(Data items)
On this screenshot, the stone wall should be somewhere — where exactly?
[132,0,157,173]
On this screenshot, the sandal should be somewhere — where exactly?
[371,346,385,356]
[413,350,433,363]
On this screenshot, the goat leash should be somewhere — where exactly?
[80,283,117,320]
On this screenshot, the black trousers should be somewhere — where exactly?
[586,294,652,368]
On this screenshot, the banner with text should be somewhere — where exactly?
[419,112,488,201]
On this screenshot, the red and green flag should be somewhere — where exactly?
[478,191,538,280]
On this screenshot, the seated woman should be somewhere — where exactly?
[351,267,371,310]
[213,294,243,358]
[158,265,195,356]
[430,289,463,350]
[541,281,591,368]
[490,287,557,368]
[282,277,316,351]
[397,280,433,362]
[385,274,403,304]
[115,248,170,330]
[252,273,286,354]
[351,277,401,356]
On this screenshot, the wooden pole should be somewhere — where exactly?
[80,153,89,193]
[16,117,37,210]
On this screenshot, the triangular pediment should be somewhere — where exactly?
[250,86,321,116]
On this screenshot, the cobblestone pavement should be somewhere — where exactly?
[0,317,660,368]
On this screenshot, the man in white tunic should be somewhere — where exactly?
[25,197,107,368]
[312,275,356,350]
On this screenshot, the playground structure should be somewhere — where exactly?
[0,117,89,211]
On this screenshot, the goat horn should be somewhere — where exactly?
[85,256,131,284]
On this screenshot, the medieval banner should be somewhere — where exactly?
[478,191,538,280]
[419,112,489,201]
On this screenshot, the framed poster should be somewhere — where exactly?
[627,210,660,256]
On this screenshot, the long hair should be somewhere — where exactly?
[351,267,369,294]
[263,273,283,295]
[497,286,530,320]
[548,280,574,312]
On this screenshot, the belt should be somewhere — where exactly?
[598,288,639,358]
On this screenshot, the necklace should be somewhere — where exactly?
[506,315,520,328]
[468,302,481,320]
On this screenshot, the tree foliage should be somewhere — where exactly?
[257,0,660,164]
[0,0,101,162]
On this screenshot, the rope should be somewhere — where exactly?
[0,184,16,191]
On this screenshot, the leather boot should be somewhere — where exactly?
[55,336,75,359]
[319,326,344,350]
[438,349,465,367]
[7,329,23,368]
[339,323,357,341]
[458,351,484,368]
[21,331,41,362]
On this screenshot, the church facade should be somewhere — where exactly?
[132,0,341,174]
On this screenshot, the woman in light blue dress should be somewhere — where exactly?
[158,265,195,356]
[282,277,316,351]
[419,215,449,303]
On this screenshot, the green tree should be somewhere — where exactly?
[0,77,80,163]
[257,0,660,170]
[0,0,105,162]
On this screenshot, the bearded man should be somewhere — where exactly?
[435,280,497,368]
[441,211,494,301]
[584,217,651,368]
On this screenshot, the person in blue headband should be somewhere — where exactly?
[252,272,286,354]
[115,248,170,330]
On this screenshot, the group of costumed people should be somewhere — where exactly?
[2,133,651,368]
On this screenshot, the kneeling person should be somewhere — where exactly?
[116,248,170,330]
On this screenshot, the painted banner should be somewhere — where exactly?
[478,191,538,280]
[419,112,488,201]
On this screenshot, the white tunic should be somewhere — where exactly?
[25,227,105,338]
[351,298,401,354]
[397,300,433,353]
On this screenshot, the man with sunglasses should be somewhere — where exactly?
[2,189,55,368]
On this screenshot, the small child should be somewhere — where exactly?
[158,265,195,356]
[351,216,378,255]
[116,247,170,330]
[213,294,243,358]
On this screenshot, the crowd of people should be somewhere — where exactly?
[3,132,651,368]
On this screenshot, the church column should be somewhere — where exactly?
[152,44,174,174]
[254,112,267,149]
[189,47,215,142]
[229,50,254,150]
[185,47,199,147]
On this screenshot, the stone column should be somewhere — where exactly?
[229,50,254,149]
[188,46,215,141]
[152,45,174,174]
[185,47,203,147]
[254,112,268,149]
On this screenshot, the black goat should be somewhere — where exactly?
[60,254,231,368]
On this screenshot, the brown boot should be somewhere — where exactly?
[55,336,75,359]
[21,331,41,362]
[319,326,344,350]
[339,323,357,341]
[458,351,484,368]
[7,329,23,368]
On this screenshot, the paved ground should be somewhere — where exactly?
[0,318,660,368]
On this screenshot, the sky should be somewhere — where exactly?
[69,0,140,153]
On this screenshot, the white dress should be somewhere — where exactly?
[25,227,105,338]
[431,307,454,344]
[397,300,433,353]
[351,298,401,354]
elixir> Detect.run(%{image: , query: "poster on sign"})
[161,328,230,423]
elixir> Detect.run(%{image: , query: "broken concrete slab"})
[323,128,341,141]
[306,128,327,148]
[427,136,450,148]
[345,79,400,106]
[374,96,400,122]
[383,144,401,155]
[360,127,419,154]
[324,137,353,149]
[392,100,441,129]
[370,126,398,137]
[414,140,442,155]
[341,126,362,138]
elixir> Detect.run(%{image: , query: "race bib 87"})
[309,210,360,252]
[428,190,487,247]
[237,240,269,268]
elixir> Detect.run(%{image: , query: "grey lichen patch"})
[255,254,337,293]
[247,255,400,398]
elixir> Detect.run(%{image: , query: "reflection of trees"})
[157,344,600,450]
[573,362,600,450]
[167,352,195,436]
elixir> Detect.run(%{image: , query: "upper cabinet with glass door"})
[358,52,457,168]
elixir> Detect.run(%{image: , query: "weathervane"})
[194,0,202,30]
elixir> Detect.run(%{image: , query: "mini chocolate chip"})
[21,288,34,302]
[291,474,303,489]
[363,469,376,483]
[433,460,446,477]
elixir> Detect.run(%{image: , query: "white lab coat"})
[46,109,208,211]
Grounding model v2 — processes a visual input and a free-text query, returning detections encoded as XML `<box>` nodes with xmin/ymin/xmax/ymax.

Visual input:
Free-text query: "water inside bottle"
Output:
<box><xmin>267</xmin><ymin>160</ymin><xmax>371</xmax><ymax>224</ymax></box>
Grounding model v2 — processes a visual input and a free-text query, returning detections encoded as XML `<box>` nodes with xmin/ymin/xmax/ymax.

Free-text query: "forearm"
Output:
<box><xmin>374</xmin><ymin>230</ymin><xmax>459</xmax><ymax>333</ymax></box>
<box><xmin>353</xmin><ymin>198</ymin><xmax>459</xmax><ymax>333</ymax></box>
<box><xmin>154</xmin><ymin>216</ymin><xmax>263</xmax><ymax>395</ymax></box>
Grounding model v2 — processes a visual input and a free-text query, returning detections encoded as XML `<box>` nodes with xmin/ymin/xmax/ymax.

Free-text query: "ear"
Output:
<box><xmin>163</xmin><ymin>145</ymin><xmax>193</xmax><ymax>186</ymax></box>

• [Directive]: Recast all the records above as a two-column CSV with the headers text and answer, one row per record. Put each record's text and its answer in one quoted field apiece, with line breaks turned into spaces.

• [Answer for the task]:
text,answer
"On this screenshot, the stone wall should be somewhere — where exactly?","[132,0,157,173]"
"On this screenshot, the sandal should be somewhere — where exactly?","[371,346,385,356] [413,350,433,363]"
"On this screenshot, the goat leash should be somewhere — where exactly?","[80,283,117,320]"
"On this screenshot, the black trousers should be somewhere — where exactly?","[586,294,652,368]"
"On this screenshot, the banner with text should be somewhere — where exactly?","[419,112,488,201]"
"On this screenshot, the red and green flag should be somewhere — where exactly?","[478,191,538,280]"
"On this screenshot, the seated woman should be somewhere — where exactly?","[351,267,371,310] [213,294,243,358] [158,265,195,356] [430,289,463,350] [541,281,591,368] [490,287,557,368] [282,277,316,351] [397,280,433,362] [385,274,403,304] [115,248,170,330] [252,273,286,354] [351,277,401,356]"
"On this screenshot, the wooden pole should be somewhere — where exactly?","[80,153,89,193] [16,117,37,210]"
"On this screenshot, the triangular pediment should be somewhere — where exactly?","[250,86,321,116]"
"On this screenshot, the cobblestone pavement should be somewhere — where exactly?","[0,317,660,368]"
"On this screenshot, the man in white tunic should be somewhere — where exactly?","[25,197,107,368] [312,275,356,350]"
"On this screenshot, the playground structure should be somewhere — where exactly?","[0,117,89,211]"
"On this screenshot, the goat horn should be somewhere — where exactly?","[85,256,131,284]"
"On this screenshot, the medieval banner should be somewhere — where exactly?","[478,191,538,280] [419,112,489,201]"
"On this screenshot, the framed poster should be somewhere — where exactly?","[627,210,660,256]"
"On this screenshot, the long hair should be somewhere — where exactly?","[351,267,369,294] [263,273,283,295] [497,286,530,320] [548,280,574,312]"
"On this screenshot, the belt should be somewhere — where exactly?","[598,288,639,358]"
"On this screenshot, the necklace should be somewhere — where exactly?","[506,315,520,328] [468,302,481,320]"
"On this screenshot, the tree foliage should be somewhere — where exactly?","[257,0,660,164] [0,0,101,162]"
"On this screenshot, the rope should be somewhere — where exactly?","[0,184,16,191]"
"On this screenshot, the leather boot should be somewhere — where exactly?","[55,336,75,359] [319,326,344,350] [438,349,465,367] [7,329,23,368] [339,323,357,341] [458,351,484,368] [21,331,41,362]"
"On this screenshot, the church facade should be somewhere — where exactly?","[132,0,341,174]"
"On this screenshot, the woman in light blue dress should be somewhere — where exactly?","[158,265,195,356] [282,277,316,351] [419,215,449,303]"
"On this screenshot, the green tree should be somewhere — where exactly?","[0,77,80,163] [257,0,660,170] [0,0,105,162]"
"On this screenshot, the bearded man should be somewhere — where exactly?","[435,280,497,368] [441,211,494,301] [584,217,651,368]"
"On this screenshot, the person in blue headband should be somewhere — where exactly?","[252,272,286,354] [115,248,170,330]"
"On this screenshot, the group of costumed people should be somewhere — where exactly?","[2,133,651,368]"
"On this screenshot, the kneeling person should be somewhere — where exactly?","[116,248,170,330]"
"On this screenshot, the painted banner should be somewhere — where exactly?","[478,191,538,280] [419,112,488,201]"
"On this screenshot, the white tunic should be somewhere — where exactly?","[25,227,105,338] [351,298,401,354] [397,300,433,353]"
"On this screenshot, the man with sunglasses should be somewhere — where exactly?","[2,189,55,368]"
"On this screenshot, the small child should be somewhere — where exactly?","[158,265,195,356] [351,216,378,255] [116,247,170,330] [213,294,243,358]"
"On this screenshot, the crowd of people should be somewhere — where exactly?","[3,132,651,368]"
"On this screenshot, the church column should be somewhere — where exactly?","[152,44,174,174] [254,112,267,149] [189,47,215,142] [229,50,254,150] [185,47,199,147]"
"On this screenshot, the stone column should be somewhere — where exactly?","[229,50,254,149] [188,46,215,141] [152,45,174,174] [185,47,203,147] [254,112,268,149]"
"On this screenshot, the black goat should be somewhere — where exactly?","[60,254,231,368]"
"On this screenshot, the brown boot should be somewhere — where exactly?","[55,336,75,359] [21,331,41,362] [319,326,344,350] [339,323,357,341] [458,351,484,368] [7,329,23,368]"
"On this screenshot, the paved ground should be somewhere — where exactly?","[0,318,660,368]"
"On this screenshot, the sky should be somewhere — where exactly?","[69,0,140,153]"
"On this screenshot, the white dress should be somewhere — where exactly?","[25,227,105,338] [431,307,454,344] [397,300,433,353] [351,298,401,354]"
"elixir> Detect.run(%{image: , query: ""poster on sign""})","[161,328,230,423]"
"elixir> Detect.run(%{image: , query: ""broken concrete slab""})","[323,128,341,141] [306,128,327,148] [427,136,450,148] [345,79,400,106] [374,96,400,122] [383,144,401,155] [360,127,419,154] [324,137,353,149] [392,100,441,129] [370,126,398,137] [414,140,442,155] [341,126,362,138]"
"elixir> Detect.run(%{image: , query: ""race bib 87""})","[309,210,360,252] [428,190,487,247] [237,240,269,268]"
"elixir> Detect.run(%{image: , query: ""grey lichen patch""})","[255,254,337,293] [247,255,400,398]"
"elixir> Detect.run(%{image: , query: ""reflection of trees""})","[157,344,600,450] [573,362,600,450] [167,352,195,436]"
"elixir> Detect.run(%{image: , query: ""upper cabinet with glass door""})","[358,52,457,168]"
"elixir> Detect.run(%{image: , query: ""weathervane""})","[194,0,202,30]"
"elixir> Detect.run(%{image: , query: ""mini chocolate chip""})","[21,288,34,302] [291,474,303,489] [363,469,376,483] [433,460,446,477]"
"elixir> Detect.run(%{image: , query: ""white lab coat""})","[46,109,208,211]"
"Grounding model v2 — processes a visual input and a free-text query, returning detections encoded as XML `<box>` nodes with xmin/ymin/xmax/ymax. Visual input: Free-text query: ""water inside bottle"" Output:","<box><xmin>267</xmin><ymin>160</ymin><xmax>371</xmax><ymax>224</ymax></box>"
"Grounding model v2 — processes a visual input and a free-text query, returning detections encoded as XML `<box>` nodes with xmin/ymin/xmax/ymax. Free-text query: ""forearm"" Output:","<box><xmin>374</xmin><ymin>230</ymin><xmax>459</xmax><ymax>333</ymax></box> <box><xmin>353</xmin><ymin>198</ymin><xmax>459</xmax><ymax>333</ymax></box> <box><xmin>154</xmin><ymin>216</ymin><xmax>263</xmax><ymax>395</ymax></box>"
"Grounding model v2 — processes a visual input and a free-text query, returning detections encoded as XML `<box>` nodes with xmin/ymin/xmax/ymax. Free-text query: ""ear"" Output:","<box><xmin>163</xmin><ymin>145</ymin><xmax>193</xmax><ymax>186</ymax></box>"